**DATASET EXTRACT:**
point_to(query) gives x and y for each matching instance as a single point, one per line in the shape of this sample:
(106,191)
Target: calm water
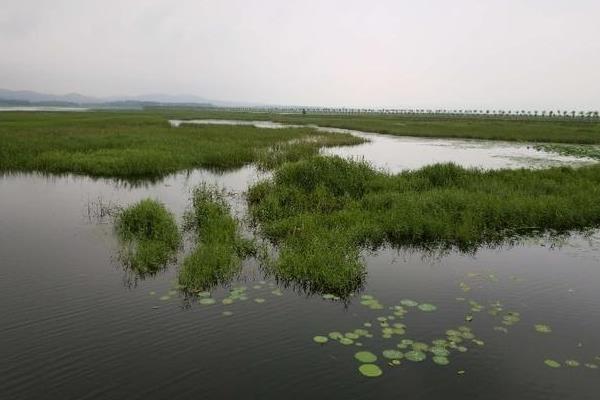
(76,325)
(398,153)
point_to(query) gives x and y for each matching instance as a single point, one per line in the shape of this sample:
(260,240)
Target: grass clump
(149,235)
(220,250)
(322,211)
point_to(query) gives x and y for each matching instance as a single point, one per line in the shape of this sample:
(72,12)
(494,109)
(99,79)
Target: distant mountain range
(28,97)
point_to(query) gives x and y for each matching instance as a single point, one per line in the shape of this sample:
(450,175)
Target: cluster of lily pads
(439,350)
(571,363)
(236,294)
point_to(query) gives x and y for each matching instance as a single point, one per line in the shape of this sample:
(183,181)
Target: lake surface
(398,153)
(77,325)
(29,109)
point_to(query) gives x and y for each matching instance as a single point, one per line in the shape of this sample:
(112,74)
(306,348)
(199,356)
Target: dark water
(75,325)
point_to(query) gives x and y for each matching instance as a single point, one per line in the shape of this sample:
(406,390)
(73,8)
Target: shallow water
(29,109)
(76,325)
(398,153)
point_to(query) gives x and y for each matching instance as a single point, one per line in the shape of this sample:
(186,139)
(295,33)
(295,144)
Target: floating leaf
(543,328)
(439,351)
(409,303)
(335,335)
(392,354)
(572,363)
(415,356)
(320,339)
(441,360)
(370,370)
(365,357)
(552,363)
(425,307)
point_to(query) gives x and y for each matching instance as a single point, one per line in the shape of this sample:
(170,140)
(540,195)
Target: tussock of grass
(142,145)
(149,236)
(220,250)
(322,211)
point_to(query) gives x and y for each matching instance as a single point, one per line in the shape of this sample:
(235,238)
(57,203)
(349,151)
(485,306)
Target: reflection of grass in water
(588,151)
(322,211)
(220,250)
(149,235)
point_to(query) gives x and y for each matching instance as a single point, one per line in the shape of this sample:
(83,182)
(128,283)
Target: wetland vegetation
(149,236)
(220,247)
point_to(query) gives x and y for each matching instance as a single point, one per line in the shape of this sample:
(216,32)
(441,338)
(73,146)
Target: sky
(508,54)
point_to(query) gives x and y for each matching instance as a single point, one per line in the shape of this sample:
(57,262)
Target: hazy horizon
(465,54)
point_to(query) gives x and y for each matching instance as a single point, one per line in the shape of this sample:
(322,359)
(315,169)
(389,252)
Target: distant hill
(28,97)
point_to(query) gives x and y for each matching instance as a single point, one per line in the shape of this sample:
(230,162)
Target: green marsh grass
(143,145)
(561,131)
(220,250)
(149,236)
(321,212)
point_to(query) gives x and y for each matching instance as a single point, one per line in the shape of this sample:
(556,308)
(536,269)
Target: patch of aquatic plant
(577,150)
(149,236)
(562,131)
(220,250)
(143,145)
(321,212)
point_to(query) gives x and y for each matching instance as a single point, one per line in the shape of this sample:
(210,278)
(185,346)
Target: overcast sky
(396,53)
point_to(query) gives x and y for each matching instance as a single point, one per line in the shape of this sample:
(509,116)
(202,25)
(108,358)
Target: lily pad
(365,357)
(370,370)
(409,303)
(552,363)
(441,360)
(572,363)
(440,351)
(320,339)
(392,354)
(543,328)
(425,307)
(415,356)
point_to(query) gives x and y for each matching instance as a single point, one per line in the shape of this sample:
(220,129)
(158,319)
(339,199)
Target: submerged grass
(142,145)
(322,211)
(220,250)
(575,131)
(149,236)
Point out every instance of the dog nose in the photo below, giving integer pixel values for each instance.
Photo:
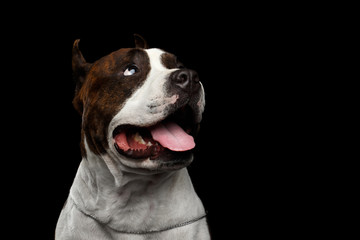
(186, 79)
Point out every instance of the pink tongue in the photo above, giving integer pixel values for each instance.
(172, 136)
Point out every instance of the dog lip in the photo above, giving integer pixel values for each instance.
(124, 135)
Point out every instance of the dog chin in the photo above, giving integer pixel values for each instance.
(166, 161)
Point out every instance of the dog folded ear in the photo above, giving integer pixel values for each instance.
(80, 69)
(140, 42)
(79, 65)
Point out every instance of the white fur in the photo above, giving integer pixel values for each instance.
(112, 194)
(102, 206)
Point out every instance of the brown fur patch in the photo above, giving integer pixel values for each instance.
(104, 91)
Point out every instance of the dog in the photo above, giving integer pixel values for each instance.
(141, 109)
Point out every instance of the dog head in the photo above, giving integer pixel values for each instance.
(140, 107)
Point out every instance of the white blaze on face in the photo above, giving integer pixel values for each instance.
(147, 104)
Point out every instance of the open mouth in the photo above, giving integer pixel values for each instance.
(175, 134)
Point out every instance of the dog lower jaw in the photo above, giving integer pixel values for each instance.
(165, 161)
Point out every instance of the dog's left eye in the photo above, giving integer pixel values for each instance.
(131, 70)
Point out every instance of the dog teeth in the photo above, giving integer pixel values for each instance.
(138, 138)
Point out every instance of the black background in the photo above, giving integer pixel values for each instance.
(242, 56)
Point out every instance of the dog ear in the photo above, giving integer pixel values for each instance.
(80, 69)
(79, 65)
(140, 42)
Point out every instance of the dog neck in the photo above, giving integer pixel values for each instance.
(126, 201)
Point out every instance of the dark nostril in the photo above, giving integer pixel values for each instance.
(183, 77)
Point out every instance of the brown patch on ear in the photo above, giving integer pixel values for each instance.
(140, 42)
(80, 69)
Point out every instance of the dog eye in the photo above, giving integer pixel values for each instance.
(131, 70)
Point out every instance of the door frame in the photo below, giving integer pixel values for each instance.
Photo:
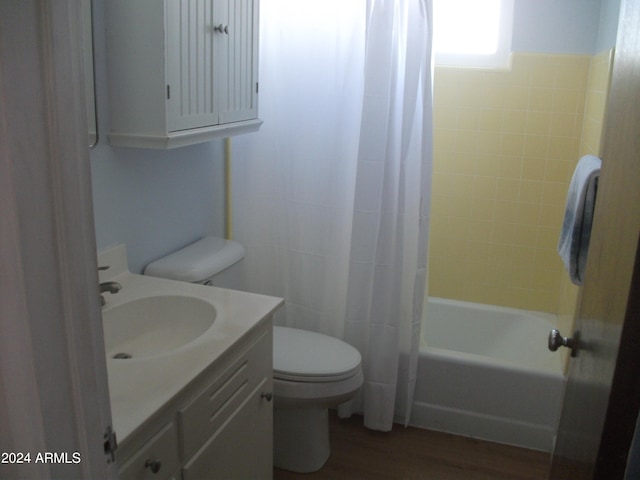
(54, 395)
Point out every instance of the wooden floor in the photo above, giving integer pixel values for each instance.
(413, 453)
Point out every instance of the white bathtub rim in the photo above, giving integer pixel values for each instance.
(455, 356)
(484, 427)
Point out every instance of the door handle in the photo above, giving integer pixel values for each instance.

**REQUIRED WORK:** Return every line above word for word, minus images.

**ANSWER AREA:**
point_to(query) gives x and y for each matching instance as a single point, one per line in the shape of this sample:
(106,191)
Target: calm water
(76,325)
(398,153)
point_to(query) gives x and y for each matching instance as a single point, one per line in the shape of this sample:
(260,240)
Target: grass clump
(149,235)
(220,250)
(322,211)
point_to(query) gives x and y for each matching instance as a single point, one per line in the shape of this sample:
(72,12)
(494,109)
(99,79)
Target: distant mountain range
(28,97)
point_to(query) gives x and y for each matching instance as a single point, one per line in the shape of this sample:
(450,175)
Target: cluster of lily pads
(439,350)
(571,363)
(236,294)
point_to(query) gives x and y for each matching instance as a single point, one per line in the shape of this sample:
(183,181)
Target: lake surface
(398,153)
(77,325)
(29,109)
point_to(query) gives x and y for each matching instance as a single point, one per line in the shape of this sample:
(112,74)
(306,348)
(199,356)
Target: dark water
(75,325)
point_to(query) gives x and y for each matching instance as a single point, one per line in the shape of this sample:
(406,390)
(73,8)
Target: shallow water
(29,109)
(76,325)
(398,153)
point_to(query) gives x and y for each matching instance as a single point, one per line in the shape of this sample:
(186,139)
(295,33)
(295,144)
Target: floating leaf
(543,328)
(439,351)
(409,303)
(335,335)
(392,354)
(572,363)
(415,356)
(320,339)
(441,360)
(370,370)
(365,357)
(552,363)
(425,307)
point_to(query) gives x and y for each matching instance as a single point, one per line in the shape of this sample:
(170,140)
(540,195)
Target: tussock of grass
(142,145)
(149,236)
(220,250)
(322,211)
point_to(query) gives x and y for each matching instance as a single point, one per line in the shape of this sample:
(235,238)
(57,203)
(349,151)
(485,306)
Target: reflection of grass in water
(588,151)
(322,211)
(220,250)
(149,235)
point_to(query) gives x and y for each matching instance as a single point, one per line in the shape of this sample:
(83,182)
(128,283)
Target: wetland vegetation
(149,236)
(220,247)
point_to(query) gives x and y for each matching instance as a single point, one per line in the shape of this sample:
(216,32)
(441,338)
(73,146)
Target: sky
(508,54)
point_to(query) gives x and y for each matching instance as a single point, one per line in the shape of this sample:
(57,262)
Target: hazy horizon
(465,54)
point_to(query) gives x and y for each matching instance as a single point, one per line in the shape of this sample:
(322,359)
(315,169)
(389,252)
Target: distant hill
(28,97)
point_to(query) gives x and y for each matching instance as a single point, one per line in the shape of this sample:
(230,162)
Target: green marsh grass
(143,145)
(561,131)
(220,250)
(149,236)
(321,212)
point_to(query) gives x and y for each matching instance as a single point, one per line in the shape of this sample:
(556,308)
(536,269)
Target: patch of aquatic plant
(577,150)
(149,236)
(562,131)
(220,250)
(143,145)
(321,212)
point_to(query) gives x and y for each matching instance as a single point, one per line in the shape of this sample:
(210,278)
(185,346)
Target: overcast sky
(396,53)
point_to(query) gives x and y for each matching instance as a single point, one per line in the shape of this sample:
(509,116)
(202,25)
(108,358)
Target: lily pad
(365,357)
(370,370)
(409,303)
(552,363)
(441,360)
(572,363)
(440,351)
(320,339)
(392,354)
(543,328)
(425,307)
(415,356)
point_to(query) gives x and y for each matching instance as a single point, one per line in the shape of this sample:
(220,129)
(158,319)
(339,199)
Target: submerged grass
(142,145)
(322,211)
(220,250)
(575,131)
(149,236)
Point out every instance of the dog nose in the photo below, giving integer pixel values for each instance.
Photo:
(186, 79)
Point out every instance of the pink tongue in the photo above, giving integer pixel values for each instance.
(172, 136)
Point out every instance of the dog lip in the photo above, giving integer pixel values for each instance.
(124, 135)
Point out every instance of the dog chin in the photo above, giving integer pixel values for each instance.
(166, 161)
Point out every instance of the dog folded ear in the photo above, giving integer pixel values for each instance.
(80, 69)
(140, 42)
(79, 65)
Point out every instance of the white fur in the photo above, giving integer pixel values for each instance.
(112, 194)
(102, 206)
Point out every instance of the brown fur patch in the photo above, giving integer pixel values for each instance.
(104, 91)
Point out every instance of the dog in the photo above, giving integer pixel values for each instance.
(141, 109)
Point out every instance of the dog head in the photo above, giving integer pixel values for each instance.
(140, 107)
Point out every instance of the white blaze on face in the photo above, giving integer pixel values for each instance.
(147, 104)
Point out every instance of the open mouth in the photo above, giving integer pixel values for each instance.
(175, 134)
Point out every instance of the dog lower jaw in the photo above, giving integer pixel values for each instance.
(165, 161)
Point out every instance of the dog's left eye in the photo above, giving integer pixel values for each instance.
(131, 70)
Point out every instance of the dog teeth in the photo above, giving integer pixel values for each instance.
(138, 138)
Point out every instance of the black background in the photo above, giving integer pixel values for each instance.
(242, 56)
Point out every instance of the dog ear in the photo above, giving integer pixel values for each instance.
(80, 69)
(79, 65)
(140, 42)
Point out every instance of the dog neck in the photo above, giving integer pixel values for each instance.
(126, 201)
Point out every instance of the dark nostril in the photo above, giving integer pixel values for each instance.
(183, 77)
Point out every instance of the brown patch on ear in the photo above, giving integer pixel values for each instance.
(140, 42)
(80, 69)
Point out every instance of the dog eye in the photo above, giving integer pixel values for each instance.
(131, 70)
Point out every instance of the door frame in the photo below, giving integer pixel values for each instance.
Photo:
(54, 395)
Point out every instance of the wooden floor in the photo above, giving integer pixel values for each instance.
(413, 453)
Point out every instance of the white bathtub rim in the photo above, giving integer pixel values for each instance.
(455, 356)
(484, 427)
Point out every instance of the door handle in the photo above, giving integer pixel values for each instance.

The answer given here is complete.